(Dataset records on object locations)

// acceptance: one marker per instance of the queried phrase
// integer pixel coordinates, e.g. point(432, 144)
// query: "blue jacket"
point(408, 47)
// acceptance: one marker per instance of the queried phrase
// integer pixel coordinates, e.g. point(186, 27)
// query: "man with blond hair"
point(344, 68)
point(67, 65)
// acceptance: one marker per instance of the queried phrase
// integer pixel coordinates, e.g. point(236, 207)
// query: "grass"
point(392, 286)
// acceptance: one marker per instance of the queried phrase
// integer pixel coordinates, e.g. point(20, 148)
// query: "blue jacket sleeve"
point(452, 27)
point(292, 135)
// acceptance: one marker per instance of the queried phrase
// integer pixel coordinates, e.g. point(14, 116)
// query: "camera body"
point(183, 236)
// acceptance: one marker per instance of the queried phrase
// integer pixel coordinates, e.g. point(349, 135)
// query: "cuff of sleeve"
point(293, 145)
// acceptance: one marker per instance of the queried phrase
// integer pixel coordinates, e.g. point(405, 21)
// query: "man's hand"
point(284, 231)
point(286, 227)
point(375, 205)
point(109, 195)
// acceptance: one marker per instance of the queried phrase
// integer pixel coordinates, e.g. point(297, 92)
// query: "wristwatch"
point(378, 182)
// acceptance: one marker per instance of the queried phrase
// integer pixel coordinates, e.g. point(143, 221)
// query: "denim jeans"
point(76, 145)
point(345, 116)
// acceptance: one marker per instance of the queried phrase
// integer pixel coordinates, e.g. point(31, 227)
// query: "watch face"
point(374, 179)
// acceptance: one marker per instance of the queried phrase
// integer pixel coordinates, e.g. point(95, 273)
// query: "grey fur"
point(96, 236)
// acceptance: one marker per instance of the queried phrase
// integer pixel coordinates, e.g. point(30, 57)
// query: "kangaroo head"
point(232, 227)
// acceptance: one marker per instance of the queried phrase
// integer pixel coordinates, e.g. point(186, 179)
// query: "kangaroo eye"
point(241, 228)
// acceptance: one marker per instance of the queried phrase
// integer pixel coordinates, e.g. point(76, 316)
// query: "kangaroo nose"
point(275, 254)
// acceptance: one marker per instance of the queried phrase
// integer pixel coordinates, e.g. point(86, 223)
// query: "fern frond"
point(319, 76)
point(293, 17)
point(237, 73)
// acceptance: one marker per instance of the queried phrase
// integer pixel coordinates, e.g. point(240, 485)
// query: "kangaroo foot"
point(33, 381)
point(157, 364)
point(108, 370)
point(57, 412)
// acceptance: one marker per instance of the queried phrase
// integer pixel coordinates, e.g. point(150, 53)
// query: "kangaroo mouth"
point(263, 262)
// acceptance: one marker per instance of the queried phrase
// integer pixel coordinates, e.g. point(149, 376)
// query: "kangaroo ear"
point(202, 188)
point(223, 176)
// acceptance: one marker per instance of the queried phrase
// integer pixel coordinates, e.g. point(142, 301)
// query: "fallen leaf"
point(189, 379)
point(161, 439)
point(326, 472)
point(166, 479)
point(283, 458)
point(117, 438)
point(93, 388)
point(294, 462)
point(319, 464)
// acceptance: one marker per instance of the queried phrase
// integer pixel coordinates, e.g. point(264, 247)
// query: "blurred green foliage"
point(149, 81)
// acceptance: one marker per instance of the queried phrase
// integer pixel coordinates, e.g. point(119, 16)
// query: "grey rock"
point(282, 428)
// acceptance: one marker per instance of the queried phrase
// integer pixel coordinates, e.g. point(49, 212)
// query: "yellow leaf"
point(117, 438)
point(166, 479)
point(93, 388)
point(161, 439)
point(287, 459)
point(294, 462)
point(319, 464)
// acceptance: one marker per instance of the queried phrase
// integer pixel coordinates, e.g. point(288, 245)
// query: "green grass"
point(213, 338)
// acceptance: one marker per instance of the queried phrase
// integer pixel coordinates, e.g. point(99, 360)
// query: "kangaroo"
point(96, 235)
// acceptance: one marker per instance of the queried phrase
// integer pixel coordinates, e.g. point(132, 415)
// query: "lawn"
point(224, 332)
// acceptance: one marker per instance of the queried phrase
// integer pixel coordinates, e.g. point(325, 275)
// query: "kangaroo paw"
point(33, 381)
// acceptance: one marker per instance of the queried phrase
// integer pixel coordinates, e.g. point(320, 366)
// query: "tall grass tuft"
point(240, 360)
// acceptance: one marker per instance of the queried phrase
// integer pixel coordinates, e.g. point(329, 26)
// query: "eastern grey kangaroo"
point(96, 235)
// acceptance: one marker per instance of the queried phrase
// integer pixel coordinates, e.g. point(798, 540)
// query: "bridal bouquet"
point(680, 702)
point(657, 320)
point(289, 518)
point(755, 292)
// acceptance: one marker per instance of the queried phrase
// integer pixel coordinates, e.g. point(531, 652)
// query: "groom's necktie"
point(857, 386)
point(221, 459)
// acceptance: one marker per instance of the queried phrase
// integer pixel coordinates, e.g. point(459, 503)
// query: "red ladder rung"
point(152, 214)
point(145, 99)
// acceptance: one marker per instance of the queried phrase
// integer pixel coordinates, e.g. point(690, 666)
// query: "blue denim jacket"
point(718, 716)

> WRITTEN INSTRUCTION
Rewrite the lines from the first one up to and including the line with "point(183, 236)", swapping "man with blond hair" for "man with fair hair" and leaving everything else unchanged.

> RESULT
// acceptance: one marker per instance of the queried phrase
// integer pixel coordinates, e.g. point(432, 144)
// query: "blue jacket"
point(408, 47)
// acceptance: one marker per instance of the queried phrase
// integer pixel coordinates, e.g. point(186, 27)
// query: "man with fair hair"
point(344, 68)
point(67, 65)
// acceptance: one marker per instance of the queried phrase
// integer pixel coordinates, e.g. point(236, 207)
// query: "grass"
point(392, 286)
// acceptance: one marker per instance of the queried phrase
// integer pixel coordinates, e.g. point(20, 148)
// query: "blue jacket sleeve"
point(452, 27)
point(292, 135)
// acceptance: one marker per instance of the queried phrase
// integer pixel coordinates, e.g. point(14, 116)
// query: "camera body"
point(183, 236)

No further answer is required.